* _Exercise prompt_
Copy out every one of the entries below word for word, leaving nothing out.

* _Records for the task_
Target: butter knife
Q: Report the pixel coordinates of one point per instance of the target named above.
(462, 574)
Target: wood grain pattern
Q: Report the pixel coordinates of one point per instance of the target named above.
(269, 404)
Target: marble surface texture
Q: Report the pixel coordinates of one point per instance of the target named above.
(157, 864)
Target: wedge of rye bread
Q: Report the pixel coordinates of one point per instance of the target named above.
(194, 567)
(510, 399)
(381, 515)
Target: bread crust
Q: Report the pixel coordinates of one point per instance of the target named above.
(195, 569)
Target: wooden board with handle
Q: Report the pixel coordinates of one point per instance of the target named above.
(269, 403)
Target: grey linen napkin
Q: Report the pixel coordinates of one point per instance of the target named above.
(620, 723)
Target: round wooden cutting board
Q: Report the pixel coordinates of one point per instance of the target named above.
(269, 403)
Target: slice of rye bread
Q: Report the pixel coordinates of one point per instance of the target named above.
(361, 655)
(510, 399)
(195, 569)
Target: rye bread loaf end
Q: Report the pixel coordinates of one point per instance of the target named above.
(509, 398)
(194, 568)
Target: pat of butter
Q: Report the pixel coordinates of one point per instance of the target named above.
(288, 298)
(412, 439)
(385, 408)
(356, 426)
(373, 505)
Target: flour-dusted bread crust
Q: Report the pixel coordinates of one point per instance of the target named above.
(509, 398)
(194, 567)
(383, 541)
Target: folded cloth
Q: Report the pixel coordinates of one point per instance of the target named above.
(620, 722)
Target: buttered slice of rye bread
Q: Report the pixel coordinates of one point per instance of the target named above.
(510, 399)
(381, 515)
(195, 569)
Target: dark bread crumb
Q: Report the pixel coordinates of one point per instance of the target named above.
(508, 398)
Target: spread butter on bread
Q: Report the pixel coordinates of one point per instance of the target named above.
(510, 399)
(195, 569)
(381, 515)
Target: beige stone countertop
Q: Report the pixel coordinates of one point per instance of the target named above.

* _The answer_
Target: butter knife
Q: Report the pixel coordinates of one point per instance of the target named above.
(462, 574)
Target: wood grain pattern
Q: Report the pixel coordinates of one point per instance of the target named above.
(269, 404)
Target: marble surface texture
Q: Report the pixel coordinates of one point per instance of the target named above.
(157, 864)
Target: wedge of rye bread
Q: Report the pixel coordinates of one point per instance of the target named above.
(194, 567)
(510, 399)
(381, 515)
Target: bread crust
Q: Report the pixel coordinates of one point per instance of the target named above.
(195, 569)
Target: wooden board with handle
Q: Report the pixel coordinates of one point per instance of the target named above.
(269, 403)
Target: grey linen napkin
Q: Report the pixel coordinates of one point per instance of the target named above.
(620, 723)
Target: round wooden cutting board
Q: Report the pixel coordinates of one point per instance of the target named above.
(269, 403)
Target: slice of rye bread
Q: Report the pixel coordinates of one point per instance of the target named above.
(361, 655)
(510, 399)
(195, 569)
Target: rye bread loaf end
Q: Report the pixel coordinates of one point per instance of the target named above.
(509, 398)
(194, 568)
Target: pat of butter
Q: Report the pixel coordinates of one point per instance of the target named above.
(288, 298)
(412, 439)
(385, 408)
(356, 426)
(373, 505)
Target: flour-dusted bread crust
Q: Report the pixel coordinates of one point per instance of the target named above.
(509, 398)
(194, 567)
(383, 541)
Target: folded cloth
Q: Report the pixel coordinates of one point per instance of the target named above.
(620, 722)
Target: buttered slice of rye bread
Q: Report the pixel coordinates of one point per instance of the target named above.
(510, 399)
(381, 515)
(195, 569)
Target: dark bread crumb
Q: Report the pixel coordinates of one point per instance of the target named above.
(508, 398)
Target: spread butter on bread
Q: Report the pixel coordinates of one point per instance of the target named above.
(510, 399)
(195, 569)
(381, 515)
Target: beige stone countertop
Q: Report the pixel coordinates of one point per instance of the target named above.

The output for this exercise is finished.